Given request: According to the text on the Child Labor Deterrence Act, what purpose did the original 1995 wording of Senate Bill 706 give for the bill? Explain in one to three sentences.

Text provided:
....................

Child Labor Deterrence Act
- Long title: An Act to prohibit the importation of goods produced by child labor and for other purposes.

Legislative history
- Introduced in the Senate / House as H.R. 2485 (101st; May 24, 1989), H.R. 6090 (102nd; October 1, 1992), and H.R. 3786 (102nd; November 14, 1991) by Rep. Donald J. Pease (D–OH) H.R. 1397 (103rd; March 18, 1993) by Rep. George E. Brown Jr. (D–CA) H.R. 1328 (105th; April 15, 1997) by Rep. Barney Frank (D–MA) S. 706 (104th; April 6, 1995), S. 332 (105th; February 13, 1997), and S. 1551 (106th; August 5, 1999) by Sen. Tom Harkin (D–IA); Committee consideration by House Ways and Means; House Foreign Affairs; Senate Finance; House International Relations; House Subcommittee on Human Rights and International Organizations;

= Child Labor Deterrence Act =

The Child Labor Deterrence Act was created by Senator Tom Harkin, and was first proposed in the United States Congress in 1992, with subsequent propositions in 1993, 1995, 1997 and 1999. According to Harkin's website, "This bill would prohibit the importation of products that have been produced by child labor, and included civil and criminal penalties for violators."

==About==
The final proposal for the bill, called "Child Labor Deterrence Act of 1999", was bill number S. 1551 in the U.S. Senate. Harkin was the lead sponsor calling for a bill that would prohibit the importation of manufactured and mined goods into the U.S. which are produced by children under the age of 15. The original wording of Senate Bill 706 in 1995 included the purpose of, "prohibit the importation of goods produced abroad with child labor and for other purposes." It included civil and criminal punishments for anyone or business that defies the act.

....................

Data shown:
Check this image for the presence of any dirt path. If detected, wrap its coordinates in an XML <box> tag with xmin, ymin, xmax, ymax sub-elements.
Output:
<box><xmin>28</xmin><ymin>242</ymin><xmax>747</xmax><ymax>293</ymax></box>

....................

Output for this task: The original 1995 wording of Senate Bill 706 stated that the bill's purpose was to "prohibit the importation of goods produced abroad with child labor and for other purposes."